【问题标题】:Split nested JSON File into two JSONs according to their ID?根据 ID 将嵌套的 JSON 文件拆分为两个 JSON?
【发布时间】:2021-01-28 09:55:33
【问题描述】:

我有嵌套的 JSON 文件,它加载为名为 movies_data 的 python 字典,如下所示:

with open('project_folder/data_movie_absa.json') as infile:
  movies_data = json.load(infile)

结构如下:

{ "review_1": {"tokens": ["Best", "show", "ever", "!"], 
               "movie_user_4": {"aspects": ["O", "B_A", "O", "O"], "sentiments": ["B_S", "O", "O", "O"]},  
               "movie_user_6": {"aspects": ["O", "B_A", "O", "O"], "sentiments": ["B_S", "O", "O", "O"]}}, 

  "review_2": {"tokens": ["Its", "a", "great", "show"], 
               "movie_user_1": {"aspects": ["O", "O", "O", "B_A"], "sentiments": ["O", "O", "B_S", "O"]}, 
               "movie_user_6": {"aspects": ["O", "O", "O", "B_A"], "sentiments": ["O", "O", "B_S", "O"]}},

  "review_3": {"tokens": ["I", "love", "this", "actor", "!"],  
               "movie_user_17": {"aspects": ["O", "O", "O", "B_A", "O"], "sentiments": ["O", "B_S", "O", "O", "O"]}, 
               "movie_user_23": {"aspects": ["O", "O", "O", "B_A", "O"], "sentiments": ["O", "B_S", "O", "O", "O"]}},

  "review_4": {"tokens": ["Bad", "movie"], 
               "movie_user_1": {"aspects": ["O", "B_A"], "sentiments": ["B_S", "O"]}, 
               "movie_user_6": {"aspects": ["O", "B_A"], "sentiments": ["B_S", "O"]}}

...
}

它有 3324 个键值对(即,最多 key review_3224)。我想根据特定的键列表将此文件拆分为两个 json 文件(train_movies.jsontest_movies.json):

test_IDS = ['review_2', 'review_4']

with open("train_movies.json", "w", encoding="utf-8-sig") as outfile_train, open("test_movies.json", "w", encoding="utf-8-sig") as outfile_test:
  for review_id, review in movies_data.items():
    if review_id in test_IDS:
      outfile = outfile_test
      outfile.write('{"%s": "%s"}' % (review_id, movies_data[review_id]))
      
    else:
      outfile = outfile_train
      outfile.write('{"%s": "%s"}' % (review_id, movies_data[review_id]))
  outfile.close()
==================================================
问题说明:
请返回上面那篇关于拆分 JSON 文件的帖子中的一段原文,从“test_IDS = ['review_2', 'review_4']”开始,一直到“outfile.close()”为止,一字不改。

记录摘录:
==================================================
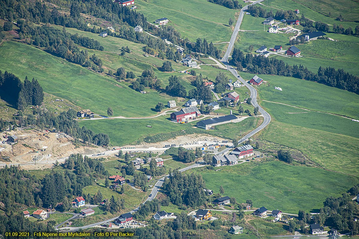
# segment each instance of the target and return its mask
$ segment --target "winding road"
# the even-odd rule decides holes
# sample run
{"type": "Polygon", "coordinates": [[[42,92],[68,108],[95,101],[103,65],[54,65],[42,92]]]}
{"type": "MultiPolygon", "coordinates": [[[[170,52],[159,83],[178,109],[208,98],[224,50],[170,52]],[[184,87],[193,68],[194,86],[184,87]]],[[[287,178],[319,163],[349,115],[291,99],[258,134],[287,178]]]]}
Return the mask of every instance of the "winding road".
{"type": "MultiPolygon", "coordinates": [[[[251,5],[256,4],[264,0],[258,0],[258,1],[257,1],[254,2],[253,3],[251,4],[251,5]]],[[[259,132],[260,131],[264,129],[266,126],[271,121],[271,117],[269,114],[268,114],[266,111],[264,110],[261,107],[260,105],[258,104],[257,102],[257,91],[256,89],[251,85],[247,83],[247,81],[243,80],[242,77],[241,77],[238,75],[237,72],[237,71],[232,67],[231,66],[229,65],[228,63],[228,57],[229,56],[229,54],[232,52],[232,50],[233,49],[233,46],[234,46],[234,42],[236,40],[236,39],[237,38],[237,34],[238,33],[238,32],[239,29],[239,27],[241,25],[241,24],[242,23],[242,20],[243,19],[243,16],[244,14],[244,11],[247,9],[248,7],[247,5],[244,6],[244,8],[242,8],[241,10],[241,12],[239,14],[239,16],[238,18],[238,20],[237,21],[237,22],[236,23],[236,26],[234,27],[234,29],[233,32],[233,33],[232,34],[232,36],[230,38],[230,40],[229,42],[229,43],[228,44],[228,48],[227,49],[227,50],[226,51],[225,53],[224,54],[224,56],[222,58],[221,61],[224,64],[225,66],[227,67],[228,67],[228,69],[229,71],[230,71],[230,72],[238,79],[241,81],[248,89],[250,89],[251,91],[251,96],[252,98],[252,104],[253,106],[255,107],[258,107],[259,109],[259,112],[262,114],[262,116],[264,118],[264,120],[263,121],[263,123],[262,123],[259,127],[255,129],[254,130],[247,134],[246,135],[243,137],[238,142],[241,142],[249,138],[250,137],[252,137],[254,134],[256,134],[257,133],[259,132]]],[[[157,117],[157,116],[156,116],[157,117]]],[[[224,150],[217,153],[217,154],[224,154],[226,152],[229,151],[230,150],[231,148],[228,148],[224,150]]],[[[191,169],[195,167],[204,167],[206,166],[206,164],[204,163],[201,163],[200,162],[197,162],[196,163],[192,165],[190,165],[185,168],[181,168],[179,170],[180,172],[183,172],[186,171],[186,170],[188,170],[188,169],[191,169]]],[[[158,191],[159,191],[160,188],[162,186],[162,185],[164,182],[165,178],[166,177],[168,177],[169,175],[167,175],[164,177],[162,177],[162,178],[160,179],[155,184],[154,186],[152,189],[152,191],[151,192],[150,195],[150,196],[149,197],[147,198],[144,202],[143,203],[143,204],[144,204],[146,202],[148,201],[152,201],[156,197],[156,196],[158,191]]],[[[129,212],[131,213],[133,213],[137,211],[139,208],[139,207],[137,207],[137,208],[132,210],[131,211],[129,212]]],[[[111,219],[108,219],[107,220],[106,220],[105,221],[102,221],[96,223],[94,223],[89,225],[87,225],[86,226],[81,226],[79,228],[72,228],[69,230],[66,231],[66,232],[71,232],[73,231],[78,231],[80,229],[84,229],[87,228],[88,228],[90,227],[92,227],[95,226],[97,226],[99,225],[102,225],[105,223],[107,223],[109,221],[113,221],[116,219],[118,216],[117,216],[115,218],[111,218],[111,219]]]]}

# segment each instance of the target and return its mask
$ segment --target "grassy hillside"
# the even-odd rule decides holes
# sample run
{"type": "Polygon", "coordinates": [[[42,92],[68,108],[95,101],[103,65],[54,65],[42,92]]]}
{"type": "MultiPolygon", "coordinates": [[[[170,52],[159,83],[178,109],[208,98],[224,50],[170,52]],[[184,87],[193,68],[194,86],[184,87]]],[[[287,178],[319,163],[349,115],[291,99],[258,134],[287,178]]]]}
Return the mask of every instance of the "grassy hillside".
==================================================
问题解答:
test_IDS = ['review_2', 'review_4']

with open("train_movies.json", "w", encoding="utf-8-sig") as outfile_train, open("test_movies.json", "w", encoding="utf-8-sig") as outfile_test:
  for review_id, review in movies_data.items():
    if review_id in test_IDS:
      outfile = outfile_test
      outfile.write('{"%s": "%s"}' % (review_id, movies_data[review_id]))
      
    else:
      outfile = outfile_train
      outfile.write('{"%s": "%s"}' % (review_id, movies_data[review_id]))
  outfile.close()